## EXERCISE TASK
Update the entries below by replacing "wildlife monitoring" with "habitat survey" everywhere it occurs, and leave everything else unchanged.

(Location labeling entries)

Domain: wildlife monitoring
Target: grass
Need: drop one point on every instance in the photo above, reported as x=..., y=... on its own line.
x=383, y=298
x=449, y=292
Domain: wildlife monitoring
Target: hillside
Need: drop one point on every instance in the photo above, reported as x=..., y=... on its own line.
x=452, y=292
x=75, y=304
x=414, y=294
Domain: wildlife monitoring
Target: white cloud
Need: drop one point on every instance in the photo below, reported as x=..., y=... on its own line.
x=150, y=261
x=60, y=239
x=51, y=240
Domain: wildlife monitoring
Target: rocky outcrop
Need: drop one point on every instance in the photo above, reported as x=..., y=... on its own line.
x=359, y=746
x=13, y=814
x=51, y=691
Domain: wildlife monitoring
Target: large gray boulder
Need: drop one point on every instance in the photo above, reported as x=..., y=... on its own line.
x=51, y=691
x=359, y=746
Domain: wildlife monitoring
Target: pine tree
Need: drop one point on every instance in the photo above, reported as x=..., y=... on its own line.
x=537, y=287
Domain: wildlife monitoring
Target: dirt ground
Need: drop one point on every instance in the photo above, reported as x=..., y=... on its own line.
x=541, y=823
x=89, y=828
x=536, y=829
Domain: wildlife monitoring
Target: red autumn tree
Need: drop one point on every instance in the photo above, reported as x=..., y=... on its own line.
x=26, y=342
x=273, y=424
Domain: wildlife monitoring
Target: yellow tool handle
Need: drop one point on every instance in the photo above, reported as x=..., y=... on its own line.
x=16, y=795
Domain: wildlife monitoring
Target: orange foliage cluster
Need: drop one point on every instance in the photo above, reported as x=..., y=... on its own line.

## CORRECT RESULT
Domain: habitat survey
Target: grass
Need: drop one point on every instance in the photo above, reported as x=..., y=... on its own line.
x=383, y=298
x=449, y=292
Domain: habitat survey
Target: hillside
Need: drop one point on every instance in the photo above, reported as x=..., y=... on its own line.
x=452, y=292
x=75, y=304
x=414, y=294
Domain: habitat survey
Target: white cloud
Need: drop one point on every instance in the photo below, reported as x=..., y=... on its own line.
x=150, y=261
x=60, y=239
x=51, y=240
Domain: habitat survey
Target: rocky outcrop
Need: drop one point on every instance in the photo above, reported as x=..., y=... on its own line.
x=359, y=746
x=13, y=814
x=51, y=691
Domain: habitat survey
Target: large gray boulder
Need: drop one point on every instance in the photo above, reported as x=..., y=... on its own line.
x=51, y=691
x=359, y=746
Domain: habitat survey
Target: pine tree
Need: drop one point on every instance in the photo above, reported as x=..., y=... on its own line.
x=537, y=287
Domain: habitat survey
Target: dirt ground
Need: drop one point on every instance in the photo above, reported as x=..., y=... on its own line.
x=541, y=823
x=89, y=828
x=536, y=829
Domain: habitat survey
Target: red autumn tree
Need: drop one point on every instance in the photo above, reported as x=..., y=... on its own line.
x=26, y=342
x=273, y=424
Domain: habitat survey
Target: yellow tool handle
Need: drop one point on every instance in the photo above, reported as x=..., y=... on its own line.
x=16, y=795
Domain: habitat survey
Target: orange foliage cluster
Need: drop one point on every instance in the photo above, reported as x=..., y=... on its own line.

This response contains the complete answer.